Vorliegender Text:
:::

# Video: Landtagsdebatte B-W zur Abschaffung Nachtangelverbot und Kinderangeln



## Thomas9904 (20. Juli 2017)

Redaktionell

*Video: 
Landtagsdebatte zur Abschaffung Nachtangelverbot und Thema Kinderangeln in Baden-Württemberg*

​Dankenswerterweise stellt der Landtag Videos der Plenardebatten zur Verfügung.

Auch zum Antrag der FDP auf Abschaffung von Nachtangelverbot und zum Thema  Kinderangeln.

Wer den Debattenbeitrag von CDU-Fraktionsmitglied Arnulf von Eyb, Präsident des Landesfischereiverbandes Baden-Württemberg findet (er sollte da ja dann im Thema sein und auch sprechen dazu, oder?), der solls mir bitte melden oder hier reinstellen.

:::

Erfasste Daten:

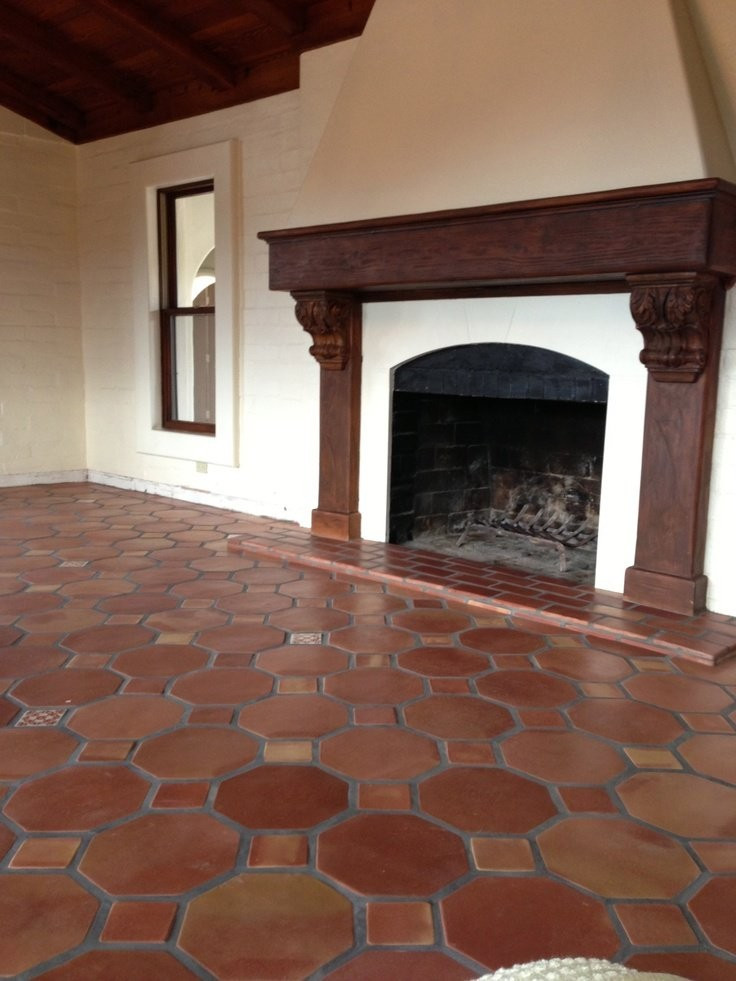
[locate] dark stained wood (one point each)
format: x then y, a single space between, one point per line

:::

Ziel A: Gib an, welche Partei laut dem Forumsbeitrag zur Landtagsdebatte den Antrag auf Abschaffung des Nachtangelverbots gestellt hat.
Ziel B: Setze den Forumsbeitrag zur Landtagsdebatte über das Nachtangelverbot im Anschluss an seinen letzten Satz fort.

Endergebnis A: Die FDP.

Endergebnis B:
Ich hab den bis jetzt nämlich noch nicht gefunden.

Nur, dass er nicht für Abschaffung des Nachtangelverbotes gestimmt hat, wurde bei der namentlichen Abstimmung schon klar:
Pressemeldung: Grün-Schwarz blockiert zeitgemäße Modernisierung des Fischereigesetzes


Für mich persönlich unsäglich und anglerfeindlich sowie nicht kompetent/informiert, sondern nur an Koalitionsdisziplin interessiert:
Pix (GRÜNE) und Minister Hauk (CDU)

Speziell Hauk (CDU) gibt für Kuscheln mit GRÜNEN jedes öffentliche Wahlversprechen dran:
CDU Baden-Württemberg: Partei ohne Werte - Mauscheln, tarnen, täuschen, tricksen..


Dass ausgerechnet Pix als GRÜNER mit deren Vorgeschichte mit "Kinderschutz" kommt und Angler als gefährlicher für Kinder als GRÜNE darstellt, finde ich persönlich empörend:


Thomas9904 schrieb:


> Dass ausgerechnet die GRÜNEN bei ihrem "Verhältnis" zu Kindern  beim verhindern, jüngere Kinder zum Angeln zu lassen, von Kinderschutz sprechen, ist zum erbrechen...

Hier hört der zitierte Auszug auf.